◆ 課題文 ◆
########
接地抵抗測定についての概略

接地抵抗測定は、電気設備の安全を確保するために非常に重要な点検項目の1つ。
接地(アース)は、感電事故の防止、雷サージやノイズ対策、機器の安定稼働などに不可欠であり
その接地線が大地と適切に接続されているか(電気的に低い抵抗値で接続されているか)を
確認するのが接地抵抗測定。
接地抵抗測定の目的

- 感電防止
漏電や機器の故障時に、大地へ電流を安全に流し、人体への感電を防止する。
接地抵抗値が低いほど、安全性が高まる。 - 機器の保護
雷サージや過電圧から機器を保護し、誤動作や破損を防ぐ。 - ノイズ対策
電気機器の発生するノイズを大地に逃がし、誤動作や通信障害を抑制する。 - 電位の安定化
機器や設備の電位を大地電位に近づけ、安定した動作を確保する。 - 法規・規格への適合
電気設備に関する技術基準や内線規程などにより
特定の接地工事や接地抵抗値が義務付けられている。
接地抵抗試験の原理

上記図において、接地極Eおよび電流用補助接地極Cに交流電圧eを加えて試験電流Iを流す。
電圧用補助接地極Pの位置をEからCの方向へ徐々に移動させて
E-P間の電圧を測定すると、接地極Eの規模が小さく、E-C間の距離が10m以上である場合
下記図のような電圧分布が得られる。

Pの位置を移動させて、電位が一定になる所を大地の基準点とし
その基準点と接地極Eとの電位差exを試験電流iで除した値
R=ex/i
を接地極Eの接地抵抗という。
E-C間の距離が近いと電位分布の水平部分がなくなり基準点がとれなくなるので注意すること。
########
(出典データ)
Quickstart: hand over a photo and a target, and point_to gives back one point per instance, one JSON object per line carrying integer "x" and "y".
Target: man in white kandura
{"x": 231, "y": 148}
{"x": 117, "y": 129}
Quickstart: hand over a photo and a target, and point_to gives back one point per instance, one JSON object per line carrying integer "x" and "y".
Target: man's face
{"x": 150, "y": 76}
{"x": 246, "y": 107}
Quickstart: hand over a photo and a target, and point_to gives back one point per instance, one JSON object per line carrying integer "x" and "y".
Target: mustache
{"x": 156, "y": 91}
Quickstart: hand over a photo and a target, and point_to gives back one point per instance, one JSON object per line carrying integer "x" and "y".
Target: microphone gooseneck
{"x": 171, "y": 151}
########
◆ 指示と条件 ◆
課題文によると、E-C間の距離が近いと電位分布にどのような問題が生じるか。

◆ 本問の解答 ◆
電位分布の水平部分がなくなり、基準点がとれなくなる。